Waipuna Hospice is straining under the weight of Tauranga's rapidly growing and ageing population.

Chief executive Richard Thurlow said the palliative care service had a government funding contract for 558 referrals last financial year.

"We hit that on April 21 with May and June still to go."

The service accepted 720 new referrals that year, on top of the 250-300 it was already caring for when the year began - totalling about 1000 patients.


"That's the highest we have ever had. We're getting on for a 10 per cent increase in a single year."

He said this financial year the service will have to raise 45 per cent of its operating costs - about $2.7 million.

"It's really difficult to talk about donations because it's humbling but really we have to ask."

Last financial year the charity had to raise $2.5m. In early 2017, things were looking dire and it faced a second year of deficit.

An application for extra funding was approved by the Bay of Plenty District Health Board and $400,000 from the Waipuna Foundation (a separate charity set up to manage bequests and long-term funding) late in the year got the hospice over the line and allowed it to start this year with a surplus.

Mr Thurlow said the government's funding model used population data from two years ago. The Bay's health budget increased 2.5 per cent, while population growth was closer to 11 per cent, he said.

"Without change, we will find it hard to keep doing what we do."

It was not just the increasing numbers of people stretching the system, it was where they lived.

Mr Thurlow said the expansion of the city - Papamoa East, for example - meant nurses were spending more time on the road just getting to patients' homes.

"It's putting a big strain on us."

The Hospice was considering a satellite site closer to Papamoa to cut down on the commuting hours.

Other pressures included traditional family support units being more spread out around the world, and people living longer with chronic diseases that used to be quicker killers.

He said research conducted by Hospice New Zealand, the Ministry of Health and researcher Heather McLeod projected close to a 50 per cent increase in the number of deaths in New Zealand over the next 22 years.

"The rate of growth is huge. We are on that inflection point now as the baby boomer population is coming through. It's going to grow before it gets smaller."

The hospice had been working to make its services more efficient, including the introduction of a new team tasked with improving how patients moved between different care services, including their GP and the hospice.

"But there's only so many things you can pare back and pare back without losing the ethos of the service. We're at that point where things are getting really difficult."

Waipuna Foundation board chairman Bruce Cameron said the demands placed on the hospice were significant.

The community needed to get behind the service if they wanted to keep the current level of service. "Standing still is going backwards."

"It would be a sad day if Waipuna Hospice's services were not available to all sectors of the community."

(Data to examine)
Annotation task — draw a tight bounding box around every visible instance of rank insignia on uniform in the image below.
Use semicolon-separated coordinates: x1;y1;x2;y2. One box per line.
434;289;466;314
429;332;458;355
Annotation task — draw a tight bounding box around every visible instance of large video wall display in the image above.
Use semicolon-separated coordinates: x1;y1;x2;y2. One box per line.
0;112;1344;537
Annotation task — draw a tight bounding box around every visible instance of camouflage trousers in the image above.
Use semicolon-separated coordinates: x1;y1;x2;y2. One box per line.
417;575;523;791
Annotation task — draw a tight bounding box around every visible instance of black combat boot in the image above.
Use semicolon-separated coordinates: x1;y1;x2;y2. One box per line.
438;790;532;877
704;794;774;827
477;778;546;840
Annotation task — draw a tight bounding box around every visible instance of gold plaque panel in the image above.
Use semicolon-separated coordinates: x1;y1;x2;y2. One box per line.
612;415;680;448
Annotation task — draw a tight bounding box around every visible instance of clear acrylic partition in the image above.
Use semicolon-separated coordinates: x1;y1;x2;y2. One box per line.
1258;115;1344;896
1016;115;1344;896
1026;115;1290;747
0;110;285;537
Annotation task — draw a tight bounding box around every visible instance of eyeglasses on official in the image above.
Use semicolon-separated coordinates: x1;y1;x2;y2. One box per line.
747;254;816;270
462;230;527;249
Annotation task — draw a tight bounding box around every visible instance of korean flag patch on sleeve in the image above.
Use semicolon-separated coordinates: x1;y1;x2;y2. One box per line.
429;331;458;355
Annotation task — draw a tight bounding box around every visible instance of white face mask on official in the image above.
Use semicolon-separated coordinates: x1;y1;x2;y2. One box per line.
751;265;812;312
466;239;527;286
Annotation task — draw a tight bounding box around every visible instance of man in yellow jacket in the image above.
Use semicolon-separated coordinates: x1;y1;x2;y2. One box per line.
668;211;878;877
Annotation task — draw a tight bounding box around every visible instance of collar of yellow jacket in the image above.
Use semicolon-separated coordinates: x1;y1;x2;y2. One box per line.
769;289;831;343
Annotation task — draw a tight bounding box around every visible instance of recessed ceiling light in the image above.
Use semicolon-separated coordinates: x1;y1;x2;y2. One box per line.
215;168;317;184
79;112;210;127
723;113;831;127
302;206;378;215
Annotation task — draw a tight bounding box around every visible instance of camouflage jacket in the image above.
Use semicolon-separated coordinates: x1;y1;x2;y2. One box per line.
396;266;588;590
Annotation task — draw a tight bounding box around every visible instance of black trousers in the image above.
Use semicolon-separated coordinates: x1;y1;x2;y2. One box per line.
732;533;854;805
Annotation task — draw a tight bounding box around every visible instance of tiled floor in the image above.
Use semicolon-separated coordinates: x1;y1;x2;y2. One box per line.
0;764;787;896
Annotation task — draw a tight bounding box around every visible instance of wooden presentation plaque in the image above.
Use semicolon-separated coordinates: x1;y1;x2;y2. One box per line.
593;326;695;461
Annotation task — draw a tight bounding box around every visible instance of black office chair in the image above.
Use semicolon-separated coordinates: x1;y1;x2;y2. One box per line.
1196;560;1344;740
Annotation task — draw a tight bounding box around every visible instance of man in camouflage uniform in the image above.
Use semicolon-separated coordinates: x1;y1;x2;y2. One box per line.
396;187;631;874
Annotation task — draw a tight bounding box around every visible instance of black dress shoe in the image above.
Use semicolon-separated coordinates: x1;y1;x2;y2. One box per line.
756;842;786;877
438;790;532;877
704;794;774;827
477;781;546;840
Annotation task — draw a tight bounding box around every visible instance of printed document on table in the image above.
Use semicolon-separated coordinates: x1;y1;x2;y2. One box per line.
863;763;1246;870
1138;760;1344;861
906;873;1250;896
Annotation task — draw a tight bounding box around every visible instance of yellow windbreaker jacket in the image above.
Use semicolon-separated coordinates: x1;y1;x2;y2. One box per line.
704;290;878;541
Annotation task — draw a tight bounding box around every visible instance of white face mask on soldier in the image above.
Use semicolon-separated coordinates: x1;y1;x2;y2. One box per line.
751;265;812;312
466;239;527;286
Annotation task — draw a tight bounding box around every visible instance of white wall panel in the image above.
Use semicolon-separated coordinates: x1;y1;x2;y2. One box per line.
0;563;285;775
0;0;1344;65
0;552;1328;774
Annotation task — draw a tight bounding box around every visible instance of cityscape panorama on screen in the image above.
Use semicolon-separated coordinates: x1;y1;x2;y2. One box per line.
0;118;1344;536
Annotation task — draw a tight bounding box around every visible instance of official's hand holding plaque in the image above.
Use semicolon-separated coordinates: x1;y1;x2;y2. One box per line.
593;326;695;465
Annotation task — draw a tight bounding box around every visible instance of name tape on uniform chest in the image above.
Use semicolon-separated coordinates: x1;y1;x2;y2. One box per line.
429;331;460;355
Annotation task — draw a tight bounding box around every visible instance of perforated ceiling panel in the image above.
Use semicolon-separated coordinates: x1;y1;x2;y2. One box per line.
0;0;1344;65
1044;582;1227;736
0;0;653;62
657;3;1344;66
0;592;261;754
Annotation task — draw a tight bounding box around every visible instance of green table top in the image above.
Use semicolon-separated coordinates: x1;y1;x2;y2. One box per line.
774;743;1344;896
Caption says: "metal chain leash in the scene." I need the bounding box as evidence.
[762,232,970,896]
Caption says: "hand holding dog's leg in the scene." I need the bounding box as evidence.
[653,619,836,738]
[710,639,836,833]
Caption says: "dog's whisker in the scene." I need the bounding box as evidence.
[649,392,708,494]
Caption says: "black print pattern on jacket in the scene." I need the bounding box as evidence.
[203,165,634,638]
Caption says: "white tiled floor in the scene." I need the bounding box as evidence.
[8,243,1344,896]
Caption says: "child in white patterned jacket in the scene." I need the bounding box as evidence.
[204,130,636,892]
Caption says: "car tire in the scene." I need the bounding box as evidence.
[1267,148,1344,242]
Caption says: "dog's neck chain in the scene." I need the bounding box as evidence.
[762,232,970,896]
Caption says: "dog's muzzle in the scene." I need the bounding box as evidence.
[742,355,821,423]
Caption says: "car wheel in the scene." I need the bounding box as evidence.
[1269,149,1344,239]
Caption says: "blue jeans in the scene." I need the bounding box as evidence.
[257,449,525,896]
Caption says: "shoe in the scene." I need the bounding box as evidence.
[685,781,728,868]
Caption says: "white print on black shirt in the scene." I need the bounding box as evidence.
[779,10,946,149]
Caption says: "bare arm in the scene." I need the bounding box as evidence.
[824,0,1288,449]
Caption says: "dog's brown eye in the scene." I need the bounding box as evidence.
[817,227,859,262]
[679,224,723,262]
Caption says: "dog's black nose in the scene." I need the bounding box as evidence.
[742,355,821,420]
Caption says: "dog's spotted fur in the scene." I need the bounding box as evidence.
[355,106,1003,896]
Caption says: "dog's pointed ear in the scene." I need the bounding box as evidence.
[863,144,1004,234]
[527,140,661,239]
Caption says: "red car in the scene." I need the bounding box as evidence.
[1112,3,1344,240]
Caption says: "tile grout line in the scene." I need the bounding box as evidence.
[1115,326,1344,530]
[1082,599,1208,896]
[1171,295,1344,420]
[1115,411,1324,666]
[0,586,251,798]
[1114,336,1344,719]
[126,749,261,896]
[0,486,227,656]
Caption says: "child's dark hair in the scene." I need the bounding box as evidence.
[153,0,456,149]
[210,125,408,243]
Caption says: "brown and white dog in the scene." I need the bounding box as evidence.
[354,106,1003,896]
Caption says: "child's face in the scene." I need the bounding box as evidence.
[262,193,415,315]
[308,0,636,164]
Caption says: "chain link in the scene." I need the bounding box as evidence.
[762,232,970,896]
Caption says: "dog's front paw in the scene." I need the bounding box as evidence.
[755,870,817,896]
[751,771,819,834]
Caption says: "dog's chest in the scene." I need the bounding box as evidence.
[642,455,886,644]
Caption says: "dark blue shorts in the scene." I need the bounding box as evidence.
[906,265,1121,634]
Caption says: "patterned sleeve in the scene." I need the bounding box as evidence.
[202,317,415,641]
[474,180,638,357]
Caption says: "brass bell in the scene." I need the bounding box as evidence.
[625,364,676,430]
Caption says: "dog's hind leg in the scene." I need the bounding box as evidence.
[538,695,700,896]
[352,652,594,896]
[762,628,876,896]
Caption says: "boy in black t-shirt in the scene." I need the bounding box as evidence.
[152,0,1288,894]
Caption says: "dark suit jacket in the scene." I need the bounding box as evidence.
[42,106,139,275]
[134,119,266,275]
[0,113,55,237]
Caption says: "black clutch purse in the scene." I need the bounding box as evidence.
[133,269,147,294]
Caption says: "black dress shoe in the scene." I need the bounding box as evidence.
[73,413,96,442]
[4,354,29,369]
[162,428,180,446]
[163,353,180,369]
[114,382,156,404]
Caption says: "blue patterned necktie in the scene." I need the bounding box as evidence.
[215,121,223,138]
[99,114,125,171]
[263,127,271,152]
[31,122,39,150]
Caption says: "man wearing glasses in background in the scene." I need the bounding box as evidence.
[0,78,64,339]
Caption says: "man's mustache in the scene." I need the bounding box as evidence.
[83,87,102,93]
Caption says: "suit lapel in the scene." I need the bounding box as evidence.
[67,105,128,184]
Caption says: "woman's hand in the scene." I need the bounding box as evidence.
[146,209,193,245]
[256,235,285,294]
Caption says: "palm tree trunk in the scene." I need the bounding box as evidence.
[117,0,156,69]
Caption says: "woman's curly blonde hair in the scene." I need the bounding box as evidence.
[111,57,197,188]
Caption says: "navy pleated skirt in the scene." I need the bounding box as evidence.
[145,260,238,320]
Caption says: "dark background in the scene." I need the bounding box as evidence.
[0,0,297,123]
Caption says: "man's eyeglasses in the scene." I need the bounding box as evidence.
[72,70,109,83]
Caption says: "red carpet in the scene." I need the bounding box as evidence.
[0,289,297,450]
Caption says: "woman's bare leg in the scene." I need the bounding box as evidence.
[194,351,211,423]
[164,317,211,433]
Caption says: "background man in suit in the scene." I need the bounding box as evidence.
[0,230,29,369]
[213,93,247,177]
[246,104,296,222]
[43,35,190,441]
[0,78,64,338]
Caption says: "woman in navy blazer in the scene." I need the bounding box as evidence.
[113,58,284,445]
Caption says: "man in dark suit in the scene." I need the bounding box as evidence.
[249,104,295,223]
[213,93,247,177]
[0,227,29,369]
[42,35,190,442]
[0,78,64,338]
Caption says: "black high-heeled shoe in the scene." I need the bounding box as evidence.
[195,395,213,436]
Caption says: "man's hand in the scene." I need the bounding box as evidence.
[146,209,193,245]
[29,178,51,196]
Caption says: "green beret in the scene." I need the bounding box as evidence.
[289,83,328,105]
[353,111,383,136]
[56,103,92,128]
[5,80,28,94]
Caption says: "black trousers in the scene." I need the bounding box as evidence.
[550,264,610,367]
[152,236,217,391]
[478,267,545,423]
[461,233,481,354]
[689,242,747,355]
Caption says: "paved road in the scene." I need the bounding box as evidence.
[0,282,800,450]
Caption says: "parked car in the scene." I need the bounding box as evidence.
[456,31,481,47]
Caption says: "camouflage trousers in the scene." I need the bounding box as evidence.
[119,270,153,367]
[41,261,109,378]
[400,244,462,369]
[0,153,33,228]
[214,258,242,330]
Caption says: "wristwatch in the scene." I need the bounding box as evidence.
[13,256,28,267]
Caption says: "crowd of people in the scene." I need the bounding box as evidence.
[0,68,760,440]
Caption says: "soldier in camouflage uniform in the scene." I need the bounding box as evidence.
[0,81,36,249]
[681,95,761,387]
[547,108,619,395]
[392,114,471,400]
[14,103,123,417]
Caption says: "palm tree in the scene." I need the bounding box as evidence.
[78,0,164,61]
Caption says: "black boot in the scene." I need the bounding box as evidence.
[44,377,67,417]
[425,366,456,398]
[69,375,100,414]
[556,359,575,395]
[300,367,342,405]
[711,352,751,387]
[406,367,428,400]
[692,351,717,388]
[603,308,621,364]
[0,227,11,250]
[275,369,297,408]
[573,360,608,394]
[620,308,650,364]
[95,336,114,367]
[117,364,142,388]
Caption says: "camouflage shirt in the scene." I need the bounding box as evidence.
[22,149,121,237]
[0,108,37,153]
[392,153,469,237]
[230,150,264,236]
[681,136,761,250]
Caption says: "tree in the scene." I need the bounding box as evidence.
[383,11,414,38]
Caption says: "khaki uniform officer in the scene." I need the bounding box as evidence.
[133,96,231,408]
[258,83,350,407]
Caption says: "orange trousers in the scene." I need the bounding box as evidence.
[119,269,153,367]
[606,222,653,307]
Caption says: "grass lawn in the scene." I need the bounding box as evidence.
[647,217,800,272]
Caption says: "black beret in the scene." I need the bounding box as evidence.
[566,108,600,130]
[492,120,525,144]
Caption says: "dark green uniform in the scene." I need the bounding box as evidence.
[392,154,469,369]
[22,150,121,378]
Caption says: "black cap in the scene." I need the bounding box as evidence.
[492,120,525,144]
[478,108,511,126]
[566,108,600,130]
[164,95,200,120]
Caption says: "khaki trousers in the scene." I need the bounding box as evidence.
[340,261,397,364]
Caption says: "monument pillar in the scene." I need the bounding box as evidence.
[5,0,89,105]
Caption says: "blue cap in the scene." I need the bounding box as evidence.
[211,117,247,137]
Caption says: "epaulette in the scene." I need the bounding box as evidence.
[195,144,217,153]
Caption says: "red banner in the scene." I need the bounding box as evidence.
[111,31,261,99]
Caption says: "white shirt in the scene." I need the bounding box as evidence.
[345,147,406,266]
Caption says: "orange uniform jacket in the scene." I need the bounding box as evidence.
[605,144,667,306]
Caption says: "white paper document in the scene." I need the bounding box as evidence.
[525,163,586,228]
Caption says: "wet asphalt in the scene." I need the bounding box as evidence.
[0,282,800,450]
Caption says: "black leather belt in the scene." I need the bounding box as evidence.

(Complete the following)
[1] Decide whether each statement below agrees with the article on Waipuna Hospice. For each, answer yes or no and quote the words of the article that decide it. (a) The hospice's government funding contract last financial year covered 558 referrals. (b) The Bay's health budget rose by about 11 per cent. (c) The hospice has already opened a satellite site in Papamoa.
[2] Retype the part of the article on Waipuna Hospice from "It was not just" up to and including "next 22 years.".

(Replies)
[1]
(a) Yes: "the palliative care service had a government funding contract for 558 referrals last financial year."
(b) No: "The Bay's health budget increased 2.5 per cent, while population growth was closer to 11 per cent"
(c) No: "The Hospice was considering a satellite site closer to Papamoa to cut down on the commuting hours."

[2]
It was not just the increasing numbers of people stretching the system, it was where they lived.

Mr Thurlow said the expansion of the city - Papamoa East, for example - meant nurses were spending more time on the road just getting to patients' homes.

"It's putting a big strain on us."

The Hospice was considering a satellite site closer to Papamoa to cut down on the commuting hours.

Other pressures included traditional family support units being more spread out around the world, and people living longer with chronic diseases that used to be quicker killers.

He said research conducted by Hospice New Zealand, the Ministry of Health and researcher Heather McLeod projected close to a 50 per cent increase in the number of deaths in New Zealand over the next 22 years.